*TEXT FOR ANALYSIS*
GD: I do believe it touches on all the hot subjects that are closely associated with suicide. I just don't think that the way in which it's depicted… there's just such graphic nature. I've been doing crisis work for almost 20 years and as a father of eight it breaks my heart to see things on this show that are of a graphic nature and are so disturbing. Young people who are struggling with depression - they're not sleeping, they're not thinking right, they're just trying to cope each and every day - watching this show, often binge watching the show, they can't process that kind of information. And that actually makes them feel much worse not better.

And again, they're likely not to reach out to somebody now. People who are struggling with mental illness - this is not the show to watch for people who want to learn about it.

DM: I've read interviews with the show's directors and creators and they say that they wrestled with whether or not to show the suicide. In the book the suicide is not really mentioned, and in the show it's very graphic. What did you think about that?

*Dataset records*

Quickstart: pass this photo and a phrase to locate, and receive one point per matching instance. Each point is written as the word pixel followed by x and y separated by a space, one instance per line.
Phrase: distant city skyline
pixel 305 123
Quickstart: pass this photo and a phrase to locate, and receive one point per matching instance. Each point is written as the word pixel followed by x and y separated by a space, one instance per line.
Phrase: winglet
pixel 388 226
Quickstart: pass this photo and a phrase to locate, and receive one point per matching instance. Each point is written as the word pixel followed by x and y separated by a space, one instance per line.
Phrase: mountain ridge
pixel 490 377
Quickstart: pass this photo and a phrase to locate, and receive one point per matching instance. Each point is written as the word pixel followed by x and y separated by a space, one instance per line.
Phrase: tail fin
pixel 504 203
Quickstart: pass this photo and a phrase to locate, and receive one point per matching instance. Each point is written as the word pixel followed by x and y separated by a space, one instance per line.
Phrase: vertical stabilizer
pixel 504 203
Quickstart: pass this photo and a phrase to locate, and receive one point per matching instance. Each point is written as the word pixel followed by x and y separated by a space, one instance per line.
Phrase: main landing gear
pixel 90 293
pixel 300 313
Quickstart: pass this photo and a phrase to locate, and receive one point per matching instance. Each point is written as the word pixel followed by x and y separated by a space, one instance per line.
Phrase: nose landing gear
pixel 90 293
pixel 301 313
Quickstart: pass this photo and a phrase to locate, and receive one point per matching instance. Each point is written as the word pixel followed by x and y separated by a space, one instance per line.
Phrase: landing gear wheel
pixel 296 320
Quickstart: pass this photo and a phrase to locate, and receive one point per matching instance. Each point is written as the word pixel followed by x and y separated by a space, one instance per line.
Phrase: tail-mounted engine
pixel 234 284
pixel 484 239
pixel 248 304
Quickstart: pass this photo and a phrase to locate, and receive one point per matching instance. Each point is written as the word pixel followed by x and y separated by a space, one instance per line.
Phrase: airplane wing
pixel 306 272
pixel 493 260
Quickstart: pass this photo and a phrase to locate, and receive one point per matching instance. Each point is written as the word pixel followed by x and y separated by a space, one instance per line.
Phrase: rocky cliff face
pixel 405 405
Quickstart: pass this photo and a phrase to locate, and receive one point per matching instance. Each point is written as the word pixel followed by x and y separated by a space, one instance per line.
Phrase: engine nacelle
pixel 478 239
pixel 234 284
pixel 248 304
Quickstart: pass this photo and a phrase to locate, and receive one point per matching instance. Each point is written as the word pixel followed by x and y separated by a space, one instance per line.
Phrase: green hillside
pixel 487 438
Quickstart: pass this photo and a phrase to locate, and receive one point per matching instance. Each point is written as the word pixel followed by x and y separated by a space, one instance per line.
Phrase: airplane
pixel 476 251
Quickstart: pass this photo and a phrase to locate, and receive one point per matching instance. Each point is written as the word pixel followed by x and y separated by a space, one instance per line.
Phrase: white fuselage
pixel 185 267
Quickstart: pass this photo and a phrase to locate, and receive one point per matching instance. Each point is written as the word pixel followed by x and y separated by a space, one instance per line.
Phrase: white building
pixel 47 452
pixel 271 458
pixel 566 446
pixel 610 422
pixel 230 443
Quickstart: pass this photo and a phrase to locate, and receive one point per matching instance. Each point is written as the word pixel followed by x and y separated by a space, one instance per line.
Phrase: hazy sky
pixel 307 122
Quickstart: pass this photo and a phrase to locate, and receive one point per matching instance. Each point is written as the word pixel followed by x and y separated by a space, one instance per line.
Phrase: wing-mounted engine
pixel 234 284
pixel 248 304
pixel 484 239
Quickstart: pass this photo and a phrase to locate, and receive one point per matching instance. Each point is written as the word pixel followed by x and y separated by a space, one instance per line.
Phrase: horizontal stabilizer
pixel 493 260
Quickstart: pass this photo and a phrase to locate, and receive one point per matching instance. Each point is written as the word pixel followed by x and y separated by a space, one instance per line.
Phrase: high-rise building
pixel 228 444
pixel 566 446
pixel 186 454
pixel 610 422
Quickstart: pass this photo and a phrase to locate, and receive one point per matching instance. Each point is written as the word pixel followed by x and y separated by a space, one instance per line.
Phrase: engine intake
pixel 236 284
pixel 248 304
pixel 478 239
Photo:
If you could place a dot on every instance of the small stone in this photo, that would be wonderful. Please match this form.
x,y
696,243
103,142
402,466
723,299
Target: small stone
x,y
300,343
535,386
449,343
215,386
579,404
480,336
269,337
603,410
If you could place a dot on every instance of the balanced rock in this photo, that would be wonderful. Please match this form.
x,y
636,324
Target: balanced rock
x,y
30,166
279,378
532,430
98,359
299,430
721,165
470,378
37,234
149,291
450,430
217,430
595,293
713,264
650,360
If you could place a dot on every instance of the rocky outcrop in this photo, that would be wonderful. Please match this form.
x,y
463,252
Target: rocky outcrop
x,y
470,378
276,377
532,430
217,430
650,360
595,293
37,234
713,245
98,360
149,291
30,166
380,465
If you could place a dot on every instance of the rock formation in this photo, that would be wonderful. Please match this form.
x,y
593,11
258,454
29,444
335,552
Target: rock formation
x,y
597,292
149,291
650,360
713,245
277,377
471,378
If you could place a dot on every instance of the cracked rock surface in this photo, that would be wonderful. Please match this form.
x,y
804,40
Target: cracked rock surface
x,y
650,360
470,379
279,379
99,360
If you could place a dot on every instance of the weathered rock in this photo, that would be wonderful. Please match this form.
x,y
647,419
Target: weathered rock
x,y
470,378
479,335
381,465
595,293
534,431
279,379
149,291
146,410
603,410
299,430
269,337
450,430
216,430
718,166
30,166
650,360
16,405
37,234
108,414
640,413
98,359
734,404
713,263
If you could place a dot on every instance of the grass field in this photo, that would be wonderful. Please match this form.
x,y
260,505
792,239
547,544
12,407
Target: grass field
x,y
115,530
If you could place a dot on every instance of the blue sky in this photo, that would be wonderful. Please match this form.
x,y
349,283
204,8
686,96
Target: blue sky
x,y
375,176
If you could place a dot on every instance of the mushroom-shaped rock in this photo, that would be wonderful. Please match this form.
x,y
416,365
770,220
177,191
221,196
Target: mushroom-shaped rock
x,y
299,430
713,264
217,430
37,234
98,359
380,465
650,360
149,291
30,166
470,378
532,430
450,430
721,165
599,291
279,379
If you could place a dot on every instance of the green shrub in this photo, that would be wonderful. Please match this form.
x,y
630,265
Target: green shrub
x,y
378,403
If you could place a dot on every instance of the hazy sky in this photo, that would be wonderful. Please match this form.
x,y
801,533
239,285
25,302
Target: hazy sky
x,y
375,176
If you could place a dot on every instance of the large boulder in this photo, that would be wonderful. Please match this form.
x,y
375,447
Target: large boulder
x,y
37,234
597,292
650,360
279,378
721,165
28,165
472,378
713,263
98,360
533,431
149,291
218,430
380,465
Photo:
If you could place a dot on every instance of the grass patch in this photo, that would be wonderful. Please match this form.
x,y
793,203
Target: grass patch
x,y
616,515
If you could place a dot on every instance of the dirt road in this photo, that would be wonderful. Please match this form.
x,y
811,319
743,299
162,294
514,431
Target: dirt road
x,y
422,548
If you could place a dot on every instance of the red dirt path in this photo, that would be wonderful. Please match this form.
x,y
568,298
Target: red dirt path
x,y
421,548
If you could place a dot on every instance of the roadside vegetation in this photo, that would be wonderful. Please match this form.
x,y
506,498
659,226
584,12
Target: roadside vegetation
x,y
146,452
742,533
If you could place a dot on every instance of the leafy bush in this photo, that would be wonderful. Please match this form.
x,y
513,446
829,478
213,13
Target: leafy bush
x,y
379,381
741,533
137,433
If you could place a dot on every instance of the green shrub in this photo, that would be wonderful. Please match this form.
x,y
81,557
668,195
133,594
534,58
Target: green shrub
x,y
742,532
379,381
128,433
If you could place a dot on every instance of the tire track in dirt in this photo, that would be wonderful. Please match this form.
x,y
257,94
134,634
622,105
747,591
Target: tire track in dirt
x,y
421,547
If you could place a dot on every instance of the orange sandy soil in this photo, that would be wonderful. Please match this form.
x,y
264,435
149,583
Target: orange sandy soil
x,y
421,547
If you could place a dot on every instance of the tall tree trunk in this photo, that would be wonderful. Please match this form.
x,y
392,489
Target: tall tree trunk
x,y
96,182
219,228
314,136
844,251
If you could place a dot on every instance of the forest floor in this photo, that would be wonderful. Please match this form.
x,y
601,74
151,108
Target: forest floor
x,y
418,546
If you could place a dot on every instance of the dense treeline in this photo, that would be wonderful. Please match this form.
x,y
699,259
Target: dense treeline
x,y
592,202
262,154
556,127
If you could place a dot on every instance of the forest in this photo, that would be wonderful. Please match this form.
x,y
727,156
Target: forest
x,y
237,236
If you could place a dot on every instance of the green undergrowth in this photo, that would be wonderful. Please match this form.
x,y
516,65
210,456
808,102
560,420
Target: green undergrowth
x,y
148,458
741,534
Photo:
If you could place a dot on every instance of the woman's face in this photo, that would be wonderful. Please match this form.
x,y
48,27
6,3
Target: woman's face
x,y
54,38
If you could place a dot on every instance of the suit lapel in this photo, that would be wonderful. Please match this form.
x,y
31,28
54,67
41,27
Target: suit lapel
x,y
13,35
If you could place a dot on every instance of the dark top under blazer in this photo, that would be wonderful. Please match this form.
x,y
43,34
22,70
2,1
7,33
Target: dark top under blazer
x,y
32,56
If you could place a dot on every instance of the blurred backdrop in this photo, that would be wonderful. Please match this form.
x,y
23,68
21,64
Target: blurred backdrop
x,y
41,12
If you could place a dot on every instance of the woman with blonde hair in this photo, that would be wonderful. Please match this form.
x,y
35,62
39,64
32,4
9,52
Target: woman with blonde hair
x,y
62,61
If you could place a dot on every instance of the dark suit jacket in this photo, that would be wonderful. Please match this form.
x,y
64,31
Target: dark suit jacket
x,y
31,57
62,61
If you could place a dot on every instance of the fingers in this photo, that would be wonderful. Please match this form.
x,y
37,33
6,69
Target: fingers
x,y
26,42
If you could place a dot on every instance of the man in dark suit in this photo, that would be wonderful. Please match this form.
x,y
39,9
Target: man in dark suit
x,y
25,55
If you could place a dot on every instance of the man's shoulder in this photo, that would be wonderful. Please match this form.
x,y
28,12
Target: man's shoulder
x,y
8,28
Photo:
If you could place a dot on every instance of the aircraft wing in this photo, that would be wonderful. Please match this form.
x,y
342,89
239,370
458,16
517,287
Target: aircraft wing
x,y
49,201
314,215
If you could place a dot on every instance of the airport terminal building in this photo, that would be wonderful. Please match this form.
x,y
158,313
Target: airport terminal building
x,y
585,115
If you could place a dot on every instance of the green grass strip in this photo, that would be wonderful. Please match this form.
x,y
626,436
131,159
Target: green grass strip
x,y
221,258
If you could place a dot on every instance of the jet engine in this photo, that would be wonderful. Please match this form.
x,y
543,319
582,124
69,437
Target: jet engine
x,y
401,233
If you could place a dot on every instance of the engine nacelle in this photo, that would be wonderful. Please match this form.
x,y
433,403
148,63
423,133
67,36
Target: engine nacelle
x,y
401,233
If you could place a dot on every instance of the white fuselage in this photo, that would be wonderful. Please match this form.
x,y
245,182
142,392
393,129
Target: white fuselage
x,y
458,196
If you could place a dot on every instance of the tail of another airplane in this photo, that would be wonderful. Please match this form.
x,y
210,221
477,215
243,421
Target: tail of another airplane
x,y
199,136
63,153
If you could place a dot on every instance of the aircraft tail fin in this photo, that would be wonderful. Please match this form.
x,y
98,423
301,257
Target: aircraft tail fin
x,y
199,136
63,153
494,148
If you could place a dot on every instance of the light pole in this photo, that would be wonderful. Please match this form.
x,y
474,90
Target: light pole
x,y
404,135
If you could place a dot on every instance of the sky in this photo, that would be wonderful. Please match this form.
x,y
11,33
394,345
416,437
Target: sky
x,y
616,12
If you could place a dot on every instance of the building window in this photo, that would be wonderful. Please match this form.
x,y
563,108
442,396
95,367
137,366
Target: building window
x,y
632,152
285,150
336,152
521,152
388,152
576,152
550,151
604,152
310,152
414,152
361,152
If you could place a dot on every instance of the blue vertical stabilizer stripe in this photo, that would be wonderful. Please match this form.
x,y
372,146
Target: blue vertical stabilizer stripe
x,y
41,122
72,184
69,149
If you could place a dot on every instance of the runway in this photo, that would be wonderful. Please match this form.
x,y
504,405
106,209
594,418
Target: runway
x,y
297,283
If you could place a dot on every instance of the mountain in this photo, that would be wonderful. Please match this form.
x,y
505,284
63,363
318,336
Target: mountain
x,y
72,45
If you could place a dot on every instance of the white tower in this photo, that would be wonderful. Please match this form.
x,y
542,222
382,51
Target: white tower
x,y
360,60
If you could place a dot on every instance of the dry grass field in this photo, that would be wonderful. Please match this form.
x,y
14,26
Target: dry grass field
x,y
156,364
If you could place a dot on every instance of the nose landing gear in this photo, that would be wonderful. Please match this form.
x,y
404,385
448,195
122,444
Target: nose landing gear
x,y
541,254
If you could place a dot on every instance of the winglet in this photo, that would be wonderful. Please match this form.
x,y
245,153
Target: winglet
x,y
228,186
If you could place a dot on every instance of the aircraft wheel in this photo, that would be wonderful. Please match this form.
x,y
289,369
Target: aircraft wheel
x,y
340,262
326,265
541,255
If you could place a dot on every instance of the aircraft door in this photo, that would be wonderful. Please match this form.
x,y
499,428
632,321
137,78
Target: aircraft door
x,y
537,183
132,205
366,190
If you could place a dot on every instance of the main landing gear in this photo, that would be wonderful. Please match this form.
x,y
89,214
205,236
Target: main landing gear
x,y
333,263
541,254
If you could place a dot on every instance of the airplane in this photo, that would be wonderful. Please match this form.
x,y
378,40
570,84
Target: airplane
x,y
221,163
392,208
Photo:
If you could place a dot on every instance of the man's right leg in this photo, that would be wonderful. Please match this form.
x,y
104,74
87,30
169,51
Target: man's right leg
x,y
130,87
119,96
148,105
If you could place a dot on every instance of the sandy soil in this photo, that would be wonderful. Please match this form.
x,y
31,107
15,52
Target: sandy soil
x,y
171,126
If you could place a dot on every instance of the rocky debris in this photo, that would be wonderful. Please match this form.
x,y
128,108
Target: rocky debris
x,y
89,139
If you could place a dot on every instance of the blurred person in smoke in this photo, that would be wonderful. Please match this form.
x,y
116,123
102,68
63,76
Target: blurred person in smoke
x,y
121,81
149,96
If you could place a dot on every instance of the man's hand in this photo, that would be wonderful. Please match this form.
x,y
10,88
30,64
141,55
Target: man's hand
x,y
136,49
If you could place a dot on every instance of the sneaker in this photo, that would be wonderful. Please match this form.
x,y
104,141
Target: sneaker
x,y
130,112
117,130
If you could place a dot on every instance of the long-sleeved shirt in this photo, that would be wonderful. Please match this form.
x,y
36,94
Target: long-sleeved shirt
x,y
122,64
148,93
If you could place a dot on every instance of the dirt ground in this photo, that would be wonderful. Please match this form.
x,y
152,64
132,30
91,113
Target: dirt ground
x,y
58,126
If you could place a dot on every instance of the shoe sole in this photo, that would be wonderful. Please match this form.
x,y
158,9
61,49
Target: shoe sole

*WHAT TO WORK ON*
(a) Answer these questions from the interview about the show:
(i) How long has GD been doing crisis work?
(ii) How many children does GD say he has?
(iii) According to DM, how is the suicide handled in the book?
(b) Please decide whether each statement agrees with the interview about the show, and back each yes or no with the deciding words quoted from it.
(i) GD says young people struggling with depression often binge watch the show.
(ii) GD recommends the show to people who want to learn about mental illness.
(iii) DM says the show's directors and creators wrestled with whether to show the suicide.
(c) Carry the interview about the show forward from its final line.

*PER-TASK OUTPUTS*
(a)
(i) Almost 20 years.
(ii) Eight.
(iii) It is not really mentioned.

(b)
(i) Yes: "often binge watching the show"
(ii) No: "this is not the show to watch for people who want to learn about it."
(iii) Yes: "they wrestled with whether or not to show the suicide"

(c)
GD: It is graphic. I've been doing this job for a lot of years, and there's a lot of things that I wish I didn't have to see but it is part of my job. Watching this show traumatized me and I'm a middle aged man in a good space - a happy marriage with eight lovely kids - and I'm having a hard time seeing what's on that show. Somebody who is struggling - who is seriously depressed, having chronic suicidal thoughts, hanging on by a thread each and every day - this show does not do anything good for their mental health.

DM: The director said that they didn't want to candy-coat it though, that they didn't want to give people the impression that it's easy somehow.

GD: I appreciate that. And if there was a suicide attempt where the person lived and there was intervention and we had a good outcome I would applaud them, but not the way this ends up. This is a sad, depressing show that sad, depressed people are watching, and it ends up having a real derogatory sort of response in their mind. 'I can't reach out to anybody. It's hopeless.'

It also dramatizes suicide, saying there is something good that comes out of it, because after they're dead people will talk about them more, they'll think about them more. It romanticizes suicide in a way that just is not healthy.

DM: Just phoning a hotline, it must be a real challenge for any troubled teen. How do you ensure that they get help moving to the next level of care beyond just chatting on a phone?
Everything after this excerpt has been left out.